The exercise. Each entry must be reproduced precisely as it stands.

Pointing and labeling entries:
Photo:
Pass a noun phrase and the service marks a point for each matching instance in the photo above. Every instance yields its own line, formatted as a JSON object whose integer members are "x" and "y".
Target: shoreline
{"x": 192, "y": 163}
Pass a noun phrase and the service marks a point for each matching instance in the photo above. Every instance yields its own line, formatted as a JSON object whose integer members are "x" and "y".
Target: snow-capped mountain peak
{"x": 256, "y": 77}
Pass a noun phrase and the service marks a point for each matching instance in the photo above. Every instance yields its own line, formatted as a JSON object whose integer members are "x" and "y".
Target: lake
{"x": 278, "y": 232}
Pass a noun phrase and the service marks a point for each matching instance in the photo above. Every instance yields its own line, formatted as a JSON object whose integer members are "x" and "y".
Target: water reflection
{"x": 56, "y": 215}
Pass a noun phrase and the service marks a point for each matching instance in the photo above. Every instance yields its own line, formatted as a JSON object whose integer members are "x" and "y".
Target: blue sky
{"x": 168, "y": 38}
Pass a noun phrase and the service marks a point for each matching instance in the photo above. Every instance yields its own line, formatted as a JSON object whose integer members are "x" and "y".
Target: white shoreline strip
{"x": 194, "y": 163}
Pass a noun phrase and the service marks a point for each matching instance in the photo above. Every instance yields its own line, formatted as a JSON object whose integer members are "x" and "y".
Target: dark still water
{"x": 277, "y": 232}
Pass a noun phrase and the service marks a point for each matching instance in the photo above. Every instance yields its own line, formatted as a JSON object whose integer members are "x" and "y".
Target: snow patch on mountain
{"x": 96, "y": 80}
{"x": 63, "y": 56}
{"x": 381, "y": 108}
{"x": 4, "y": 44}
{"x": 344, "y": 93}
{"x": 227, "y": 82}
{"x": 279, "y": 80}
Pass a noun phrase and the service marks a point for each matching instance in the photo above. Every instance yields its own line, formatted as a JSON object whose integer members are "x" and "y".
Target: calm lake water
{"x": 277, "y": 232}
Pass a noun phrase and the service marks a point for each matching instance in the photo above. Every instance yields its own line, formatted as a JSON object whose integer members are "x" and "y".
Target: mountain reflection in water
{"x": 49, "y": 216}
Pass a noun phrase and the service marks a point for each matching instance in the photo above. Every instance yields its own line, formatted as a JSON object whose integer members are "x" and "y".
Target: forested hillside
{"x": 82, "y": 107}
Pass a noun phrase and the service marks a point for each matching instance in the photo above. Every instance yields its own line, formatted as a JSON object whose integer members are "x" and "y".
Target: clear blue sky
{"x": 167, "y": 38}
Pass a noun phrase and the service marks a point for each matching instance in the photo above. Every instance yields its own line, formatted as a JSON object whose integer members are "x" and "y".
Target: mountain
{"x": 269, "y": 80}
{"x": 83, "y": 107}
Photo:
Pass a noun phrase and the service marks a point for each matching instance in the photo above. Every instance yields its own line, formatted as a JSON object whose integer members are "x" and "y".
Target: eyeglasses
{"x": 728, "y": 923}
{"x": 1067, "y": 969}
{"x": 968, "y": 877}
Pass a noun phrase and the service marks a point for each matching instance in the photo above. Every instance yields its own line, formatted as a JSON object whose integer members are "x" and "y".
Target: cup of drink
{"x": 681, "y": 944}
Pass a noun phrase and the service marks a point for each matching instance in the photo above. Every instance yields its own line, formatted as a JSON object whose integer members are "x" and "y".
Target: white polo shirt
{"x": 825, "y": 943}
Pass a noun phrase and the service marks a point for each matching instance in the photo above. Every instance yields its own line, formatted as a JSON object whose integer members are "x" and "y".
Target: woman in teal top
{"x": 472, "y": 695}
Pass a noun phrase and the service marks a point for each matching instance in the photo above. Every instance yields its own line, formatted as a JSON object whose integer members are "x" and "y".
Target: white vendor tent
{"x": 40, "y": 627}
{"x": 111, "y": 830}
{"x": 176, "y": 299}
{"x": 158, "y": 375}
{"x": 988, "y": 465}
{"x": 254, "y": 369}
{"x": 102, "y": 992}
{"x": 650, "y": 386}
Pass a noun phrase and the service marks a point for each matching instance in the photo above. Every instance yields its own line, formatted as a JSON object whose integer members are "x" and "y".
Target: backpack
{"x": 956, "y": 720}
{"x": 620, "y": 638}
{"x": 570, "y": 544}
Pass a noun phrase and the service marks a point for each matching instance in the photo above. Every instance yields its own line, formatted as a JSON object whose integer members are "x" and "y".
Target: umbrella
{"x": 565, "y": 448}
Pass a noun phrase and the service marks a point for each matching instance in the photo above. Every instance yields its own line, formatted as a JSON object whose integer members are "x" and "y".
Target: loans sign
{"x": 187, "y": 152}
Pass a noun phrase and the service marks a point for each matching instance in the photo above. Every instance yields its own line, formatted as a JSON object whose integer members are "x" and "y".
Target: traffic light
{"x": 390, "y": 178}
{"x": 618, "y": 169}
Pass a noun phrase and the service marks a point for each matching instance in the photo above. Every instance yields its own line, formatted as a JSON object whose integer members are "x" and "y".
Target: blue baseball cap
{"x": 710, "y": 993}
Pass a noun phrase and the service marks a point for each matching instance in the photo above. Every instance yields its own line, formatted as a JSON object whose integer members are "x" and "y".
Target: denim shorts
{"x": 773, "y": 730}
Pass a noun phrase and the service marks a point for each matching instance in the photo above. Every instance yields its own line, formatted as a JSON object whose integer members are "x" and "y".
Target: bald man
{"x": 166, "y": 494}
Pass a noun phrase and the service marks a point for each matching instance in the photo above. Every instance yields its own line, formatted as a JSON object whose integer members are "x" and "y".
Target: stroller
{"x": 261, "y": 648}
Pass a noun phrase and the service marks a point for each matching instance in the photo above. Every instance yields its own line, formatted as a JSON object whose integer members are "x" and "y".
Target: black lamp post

Task result.
Photo:
Pass a noun phrase and the service marks a point for each matching instance in the photo above. Every instance yields its own line, formatted as a JSON object whose integer members are "x" and "y".
Target: shoreline
{"x": 192, "y": 163}
Pass a noun phrase and the service marks a point for each matching instance in the photo above. Every instance yields its own line, formatted as a JSON object whose integer members are "x" and "y".
Target: snow-capped mountain peak
{"x": 256, "y": 77}
Pass a noun phrase and the service marks a point for each matching instance in the photo above. Every instance yields its own line, formatted as a JSON object whose integer members are "x" and "y".
Target: lake
{"x": 278, "y": 232}
Pass a noun phrase and the service marks a point for each matching instance in the photo above. Every instance yields its own line, formatted as a JSON object whose integer members are "x" and "y".
Target: water reflection
{"x": 56, "y": 215}
Pass a noun phrase and the service marks a point for each matching instance in the photo above. Every instance yields its own line, formatted as a JSON object whose integer members are "x" and "y".
Target: blue sky
{"x": 168, "y": 38}
Pass a noun phrase and the service marks a point for each matching instance in the photo above. Every instance yields its own line, formatted as a JSON object whose integer members are "x" and "y".
Target: white shoreline strip
{"x": 194, "y": 163}
Pass a noun phrase and the service marks a point for each matching instance in the photo above. Every instance yields its own line, formatted as a JSON object whose integer members are "x" and "y".
Target: dark still water
{"x": 277, "y": 232}
Pass a noun phrase and the service marks a point for each matching instance in the photo above. Every instance yields its own line, formatted as a JSON object whose integer members are "x" and "y".
Target: snow patch on mountain
{"x": 96, "y": 80}
{"x": 63, "y": 56}
{"x": 381, "y": 108}
{"x": 4, "y": 44}
{"x": 344, "y": 93}
{"x": 227, "y": 82}
{"x": 279, "y": 80}
Pass a noun phrase and the service marks a point for each matching instance in the photo above. Every instance yields its own line, formatted as a JSON object whose integer members are "x" and "y".
Target: calm lake water
{"x": 277, "y": 232}
Pass a noun phrase and the service marks a point for each matching instance in the photo above. Every instance yields its own line, formatted as a JSON object whose integer members are "x" and "y".
Target: mountain reflection in water
{"x": 49, "y": 216}
Pass a noun phrase and the service marks a point for each matching instance in the photo above. Every instance yields its own line, formatted as a JSON object whose integer members are "x" and "y".
Target: forested hillside
{"x": 82, "y": 107}
Pass a noun phrase and the service marks a point for each matching instance in the photo above. Every instance yields its own line, formatted as a JSON object whose integer members are "x" and "y".
Target: clear blue sky
{"x": 167, "y": 38}
Pass a noun phrase and the service marks a point for each matching instance in the photo above. Every instance yields its own line, formatted as a JSON object whose integer members are "x" and "y".
Target: mountain
{"x": 269, "y": 80}
{"x": 83, "y": 107}
Photo:
Pass a noun phrase and the service marks a point for each matching instance in the photo above. Every instance yields its own line, formatted as a JSON object whose integer members are "x" and "y".
Target: eyeglasses
{"x": 728, "y": 923}
{"x": 1067, "y": 969}
{"x": 968, "y": 877}
Pass a noun phrase and the service marks a point for each matching instance in the photo above. Every instance yields its own line, formatted as a JSON object whose integer members are "x" and "y".
Target: cup of drink
{"x": 681, "y": 944}
Pass a noun phrase and the service marks a point for each matching instance in the photo above. Every instance yields its own line, formatted as a JSON object whose integer members are "x" and "y".
Target: white polo shirt
{"x": 825, "y": 943}
Pass a noun phrase and the service marks a point for each matching instance in the photo above. Every instance yields its own line, formatted as a JSON object whose integer members are "x" and "y".
Target: woman in teal top
{"x": 472, "y": 695}
Pass a noun phrase and the service marks a point for each matching instance in the photo above. Every instance yields its own line, formatted as a JSON object whose integer members are "x" and "y".
Target: white vendor tent
{"x": 40, "y": 627}
{"x": 111, "y": 830}
{"x": 176, "y": 299}
{"x": 158, "y": 375}
{"x": 988, "y": 465}
{"x": 254, "y": 369}
{"x": 102, "y": 992}
{"x": 650, "y": 386}
Pass a noun phrase and the service marks a point for each matching instance in the photo above. Every instance yields its own line, formatted as a JSON object whose integer members are "x" and "y".
Target: backpack
{"x": 956, "y": 720}
{"x": 620, "y": 638}
{"x": 570, "y": 544}
Pass a noun phrase and the service marks a point for each matching instance in the photo above. Every instance yields its own line, formatted as a JSON object whose integer members are "x" and "y".
Target: umbrella
{"x": 565, "y": 448}
Pass a noun phrase and the service marks a point for each matching instance in the photo above. Every instance yields its own line, formatted as a JSON object whose integer members are "x" and "y".
Target: loans sign
{"x": 187, "y": 152}
Pass a noun phrase and the service marks a point for each matching instance in the photo above. Every instance yields its own line, formatted as a JSON object whose integer members are "x" and "y".
Target: traffic light
{"x": 390, "y": 178}
{"x": 618, "y": 169}
Pass a noun phrase and the service marks a point for each matching instance in the photo above. Every instance yields its own line, formatted as a JSON object whose integer members are "x" and "y".
Target: blue baseball cap
{"x": 710, "y": 993}
Pass a noun phrase and the service marks a point for each matching instance in the photo above. Every instance yields its own line, formatted as a JSON object whose integer members are "x" and "y".
Target: denim shorts
{"x": 773, "y": 730}
Pass a noun phrase and the service marks a point for each matching instance in the photo above. Every instance yields its own line, formatted as a JSON object whose integer members are "x" and "y".
Target: bald man
{"x": 166, "y": 494}
Pass a noun phrase and the service marks a point for each matching instance in the photo above. Every instance yields its own line, formatted as a JSON object whose integer members are "x" and "y".
Target: stroller
{"x": 261, "y": 648}
Pass a noun phrase and the service marks a point for each matching instance in the photo above. Every instance yields its own line, formatted as a JSON object whose integer members are "x" and "y".
Target: black lamp post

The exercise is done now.